(Source data)

# # #

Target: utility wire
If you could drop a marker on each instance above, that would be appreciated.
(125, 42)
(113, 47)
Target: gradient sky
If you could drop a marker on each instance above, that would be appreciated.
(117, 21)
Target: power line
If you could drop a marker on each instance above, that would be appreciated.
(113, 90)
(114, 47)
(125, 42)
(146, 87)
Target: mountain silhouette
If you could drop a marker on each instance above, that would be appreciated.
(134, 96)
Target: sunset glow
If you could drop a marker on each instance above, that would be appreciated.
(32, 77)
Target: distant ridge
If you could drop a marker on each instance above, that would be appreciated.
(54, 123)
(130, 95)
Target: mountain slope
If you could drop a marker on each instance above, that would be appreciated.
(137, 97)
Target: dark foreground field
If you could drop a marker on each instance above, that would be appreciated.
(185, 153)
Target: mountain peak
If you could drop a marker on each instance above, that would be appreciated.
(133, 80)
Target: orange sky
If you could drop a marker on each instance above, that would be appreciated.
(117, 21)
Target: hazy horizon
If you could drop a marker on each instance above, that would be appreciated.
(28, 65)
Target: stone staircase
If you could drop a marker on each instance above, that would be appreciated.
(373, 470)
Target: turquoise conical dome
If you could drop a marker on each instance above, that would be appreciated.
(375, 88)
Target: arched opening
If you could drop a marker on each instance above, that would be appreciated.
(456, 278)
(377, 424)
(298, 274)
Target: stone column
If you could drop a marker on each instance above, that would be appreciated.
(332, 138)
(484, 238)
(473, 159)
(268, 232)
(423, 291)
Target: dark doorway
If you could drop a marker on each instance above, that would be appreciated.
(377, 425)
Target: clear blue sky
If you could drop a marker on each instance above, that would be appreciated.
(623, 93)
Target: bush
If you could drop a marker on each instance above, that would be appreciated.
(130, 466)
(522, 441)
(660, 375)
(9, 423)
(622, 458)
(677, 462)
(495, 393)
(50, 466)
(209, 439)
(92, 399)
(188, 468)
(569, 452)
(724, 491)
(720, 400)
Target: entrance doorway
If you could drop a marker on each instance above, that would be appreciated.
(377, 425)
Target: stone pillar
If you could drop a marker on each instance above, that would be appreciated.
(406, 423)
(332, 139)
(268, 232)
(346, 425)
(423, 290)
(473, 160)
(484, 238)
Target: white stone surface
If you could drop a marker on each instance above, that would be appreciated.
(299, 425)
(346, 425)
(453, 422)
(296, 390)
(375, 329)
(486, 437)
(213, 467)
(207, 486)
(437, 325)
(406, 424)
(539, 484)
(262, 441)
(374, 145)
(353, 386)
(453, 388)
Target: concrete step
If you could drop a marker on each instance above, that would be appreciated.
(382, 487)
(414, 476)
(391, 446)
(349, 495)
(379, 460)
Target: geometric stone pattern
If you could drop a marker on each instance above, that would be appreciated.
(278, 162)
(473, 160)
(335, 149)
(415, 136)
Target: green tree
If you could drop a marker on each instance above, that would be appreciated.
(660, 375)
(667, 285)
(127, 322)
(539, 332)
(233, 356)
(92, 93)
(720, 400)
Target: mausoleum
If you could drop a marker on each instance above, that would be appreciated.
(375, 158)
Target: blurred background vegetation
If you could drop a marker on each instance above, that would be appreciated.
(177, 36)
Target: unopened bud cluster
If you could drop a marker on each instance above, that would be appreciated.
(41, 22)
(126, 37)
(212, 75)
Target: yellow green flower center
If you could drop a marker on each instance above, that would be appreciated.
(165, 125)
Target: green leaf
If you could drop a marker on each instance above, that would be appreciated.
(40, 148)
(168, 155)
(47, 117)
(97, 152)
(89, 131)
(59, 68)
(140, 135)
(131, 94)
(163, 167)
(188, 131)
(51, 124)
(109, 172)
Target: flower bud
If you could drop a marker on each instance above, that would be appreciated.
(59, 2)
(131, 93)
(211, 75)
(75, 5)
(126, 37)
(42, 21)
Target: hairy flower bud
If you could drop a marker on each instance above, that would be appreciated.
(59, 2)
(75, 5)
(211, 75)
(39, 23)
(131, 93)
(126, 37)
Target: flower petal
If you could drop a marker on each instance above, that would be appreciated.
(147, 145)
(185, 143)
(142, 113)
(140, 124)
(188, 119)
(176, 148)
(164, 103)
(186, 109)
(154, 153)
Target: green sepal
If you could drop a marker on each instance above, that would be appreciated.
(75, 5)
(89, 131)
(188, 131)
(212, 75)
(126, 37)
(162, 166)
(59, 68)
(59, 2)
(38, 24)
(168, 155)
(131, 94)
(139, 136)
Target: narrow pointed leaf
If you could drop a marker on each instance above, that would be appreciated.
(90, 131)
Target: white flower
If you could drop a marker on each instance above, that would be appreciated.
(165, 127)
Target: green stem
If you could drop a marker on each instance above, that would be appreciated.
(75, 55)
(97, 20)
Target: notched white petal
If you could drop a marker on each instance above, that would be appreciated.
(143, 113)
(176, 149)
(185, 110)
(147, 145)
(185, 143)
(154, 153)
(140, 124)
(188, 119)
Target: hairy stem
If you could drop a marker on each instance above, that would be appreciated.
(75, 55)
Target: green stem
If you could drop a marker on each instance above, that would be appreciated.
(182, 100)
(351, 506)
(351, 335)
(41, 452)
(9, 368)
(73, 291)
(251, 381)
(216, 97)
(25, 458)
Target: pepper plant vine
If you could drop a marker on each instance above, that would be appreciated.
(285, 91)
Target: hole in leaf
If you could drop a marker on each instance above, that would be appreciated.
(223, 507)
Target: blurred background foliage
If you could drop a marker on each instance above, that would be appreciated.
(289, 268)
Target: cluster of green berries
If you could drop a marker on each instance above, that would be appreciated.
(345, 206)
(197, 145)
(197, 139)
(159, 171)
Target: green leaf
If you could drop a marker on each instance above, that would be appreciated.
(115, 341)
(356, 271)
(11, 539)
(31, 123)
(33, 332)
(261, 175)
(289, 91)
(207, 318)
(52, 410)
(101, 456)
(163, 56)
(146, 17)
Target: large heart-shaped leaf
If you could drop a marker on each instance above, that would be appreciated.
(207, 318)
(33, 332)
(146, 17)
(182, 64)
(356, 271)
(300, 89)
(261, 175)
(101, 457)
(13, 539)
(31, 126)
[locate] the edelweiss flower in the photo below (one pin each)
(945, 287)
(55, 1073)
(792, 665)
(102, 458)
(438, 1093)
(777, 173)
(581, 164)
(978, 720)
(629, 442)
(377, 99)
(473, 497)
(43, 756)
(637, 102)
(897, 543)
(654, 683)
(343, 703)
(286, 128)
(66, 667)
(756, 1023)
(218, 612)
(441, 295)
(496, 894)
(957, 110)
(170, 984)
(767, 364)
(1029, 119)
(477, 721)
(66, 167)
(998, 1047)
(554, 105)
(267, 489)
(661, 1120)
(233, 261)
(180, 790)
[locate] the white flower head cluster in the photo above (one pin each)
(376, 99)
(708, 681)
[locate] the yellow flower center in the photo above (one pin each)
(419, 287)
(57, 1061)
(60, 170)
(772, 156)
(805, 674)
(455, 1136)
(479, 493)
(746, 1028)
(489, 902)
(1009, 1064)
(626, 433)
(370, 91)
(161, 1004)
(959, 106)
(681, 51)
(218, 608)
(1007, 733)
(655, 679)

# # #

TASK DESCRIPTION
Return the full listing, character for character.

EXERCISE ANSWER
Target: utility wire
If you could drop a marker on each instance above, that would be appreciated.
(125, 42)
(113, 47)
Target: gradient sky
If you could drop a marker on each instance above, that would be appreciated.
(117, 21)
Target: power line
If you could drop a marker on each instance above, that would be appreciated.
(113, 90)
(114, 47)
(125, 42)
(146, 87)
Target: mountain silhouette
If you could drop a marker on each instance above, that would be appreciated.
(134, 96)
Target: sunset glow
If you could drop a marker on each instance above, that would be appreciated.
(32, 77)
Target: distant ridge
If you could drop a marker on each instance above, that would be appreciated.
(54, 123)
(130, 95)
Target: mountain slope
If you could drop a marker on each instance above, that would be appreciated.
(137, 97)
Target: dark foreground field
If you could drop a marker on each instance above, that would be appreciated.
(185, 153)
Target: mountain peak
If you could drop a marker on each instance above, that would be appreciated.
(133, 80)
Target: orange sky
If you could drop a marker on each instance above, that would be appreciated.
(117, 21)
Target: hazy horizon
If you could drop a marker on each instance above, that would be appreciated.
(28, 65)
Target: stone staircase
If you could drop a marker on each instance above, that would be appreciated.
(373, 470)
Target: turquoise conical dome
If you could drop a marker on each instance above, that would be appreciated.
(375, 88)
Target: arched opening
If you could drop a marker on each instance above, that would be appreciated.
(456, 278)
(377, 424)
(298, 274)
Target: stone column
If you could drop a marker on each instance above, that would be appreciated.
(332, 138)
(484, 238)
(473, 159)
(268, 232)
(423, 291)
Target: dark doorway
If you could drop a marker on each instance above, that would be appreciated.
(377, 425)
Target: clear blue sky
If you could drop a marker on each instance above, that would be appreciated.
(623, 93)
Target: bush
If you could drop a marker on each instance above, that would be appreciated.
(130, 466)
(522, 441)
(660, 375)
(9, 423)
(622, 458)
(677, 462)
(495, 393)
(50, 466)
(209, 439)
(92, 399)
(188, 468)
(569, 452)
(724, 491)
(720, 400)
Target: entrance doorway
If you could drop a marker on each instance above, that would be appreciated.
(377, 425)
Target: stone pillar
If you could drop a marker on each instance above, that would be appreciated.
(406, 423)
(332, 139)
(268, 232)
(346, 425)
(423, 290)
(473, 160)
(484, 238)
Target: white stone surface
If you could drop a marker on each instance above, that would be appreciated.
(299, 425)
(346, 425)
(453, 422)
(296, 390)
(375, 329)
(486, 437)
(213, 467)
(207, 486)
(437, 325)
(406, 424)
(539, 484)
(262, 441)
(374, 145)
(353, 386)
(453, 388)
Target: concrete step
If you could drop a marker on each instance above, that would be appreciated.
(382, 487)
(414, 476)
(391, 446)
(349, 495)
(379, 460)
Target: geometric stone pattern
If you could drop a marker on each instance above, that would be appreciated.
(278, 162)
(473, 160)
(335, 149)
(415, 136)
Target: green tree
If you could drop a marker on each instance above, that would be appreciated.
(660, 375)
(667, 285)
(127, 322)
(539, 332)
(233, 356)
(92, 93)
(720, 400)
Target: mausoleum
If you could drop a marker on each instance above, that would be appreciated.
(375, 158)
Target: blurred background vegetation
If you could drop a marker on each instance above, that would be appreciated.
(177, 36)
Target: unopened bud cluster
If you could drop a marker on each instance above, that would be appreciated.
(41, 22)
(126, 37)
(212, 75)
Target: yellow green flower center
If you could drop a marker on each instance above, that would be appreciated.
(165, 125)
Target: green leaf
If you could drop a marker on each instance above, that would be appreciated.
(40, 148)
(168, 155)
(47, 117)
(97, 152)
(89, 131)
(59, 68)
(140, 135)
(131, 94)
(163, 167)
(188, 131)
(51, 124)
(109, 172)
Target: flower bud
If you could drop a marker on each instance above, that would be appreciated.
(59, 2)
(131, 93)
(211, 75)
(75, 5)
(126, 37)
(42, 21)
Target: hairy flower bud
If you could drop a marker on each instance above, that would be appreciated.
(59, 2)
(75, 5)
(211, 75)
(39, 23)
(131, 93)
(126, 37)
Target: flower petal
If you could drop a marker on each instance above, that would be appreciated.
(147, 145)
(185, 143)
(142, 113)
(140, 124)
(188, 119)
(176, 148)
(164, 103)
(186, 109)
(154, 153)
Target: green sepal
If you could drop a marker on each instance above, that would be appreciated.
(75, 5)
(89, 131)
(188, 131)
(212, 75)
(126, 37)
(162, 166)
(59, 68)
(59, 2)
(38, 24)
(168, 155)
(131, 94)
(139, 136)
Target: narrow pointed leaf
If you could drop a marker on each instance above, that would be appreciated.
(90, 131)
Target: white flower
If you could drop a marker on each instance above, that would be appreciated.
(165, 127)
Target: green stem
If you could drop a marker on each instance above, that would be appreciated.
(75, 55)
(97, 20)
Target: notched white petal
If you could drop a marker on each instance above, that would be appreciated.
(143, 113)
(176, 149)
(185, 110)
(147, 145)
(185, 143)
(154, 153)
(140, 124)
(188, 119)
Target: hairy stem
If you could drop a marker on each instance above, that would be appreciated.
(75, 55)
Target: green stem
If you could drop a marker on each instance above, that would be appreciated.
(182, 100)
(351, 506)
(351, 335)
(41, 452)
(9, 368)
(73, 291)
(251, 381)
(216, 97)
(25, 458)
Target: pepper plant vine
If you could drop a marker on each instance above, that would be appreciated.
(285, 91)
Target: hole in leaf
If you could drop a marker on each instance above, that would be appreciated.
(223, 507)
Target: blurred background foliage
If you could drop a marker on each instance above, that would be appreciated.
(289, 268)
Target: cluster of green berries
If you could drop a marker on each instance above, that would be appreciated.
(345, 206)
(197, 145)
(197, 139)
(159, 171)
Target: green leaf
If you could drop a marker on each instance above, that would be appreciated.
(115, 341)
(356, 271)
(11, 539)
(31, 123)
(33, 332)
(261, 175)
(289, 91)
(207, 318)
(52, 410)
(101, 456)
(163, 56)
(146, 17)
Target: large heart-shaped leaf
If you could drop a marker on each instance above, that would be appreciated.
(207, 318)
(33, 332)
(146, 17)
(182, 64)
(356, 271)
(300, 89)
(261, 175)
(101, 457)
(13, 539)
(31, 126)
[locate] the edelweiss flower in the photo below (one pin each)
(945, 287)
(55, 1073)
(792, 665)
(102, 458)
(438, 1093)
(777, 173)
(581, 164)
(978, 720)
(629, 442)
(377, 99)
(473, 497)
(43, 756)
(637, 102)
(897, 543)
(654, 683)
(343, 703)
(286, 128)
(66, 667)
(756, 1023)
(218, 612)
(441, 295)
(496, 894)
(957, 110)
(170, 984)
(767, 364)
(1029, 119)
(477, 721)
(66, 167)
(998, 1047)
(554, 105)
(267, 489)
(661, 1120)
(233, 261)
(180, 790)
[locate] the white flower head cluster in the photo above (one pin each)
(376, 99)
(708, 681)
[locate] the yellow flower center in the photo above (one pin each)
(419, 287)
(57, 1061)
(60, 170)
(772, 156)
(805, 674)
(455, 1136)
(479, 493)
(746, 1028)
(489, 902)
(1009, 1064)
(626, 433)
(370, 91)
(161, 1004)
(959, 106)
(681, 51)
(218, 608)
(1007, 733)
(655, 679)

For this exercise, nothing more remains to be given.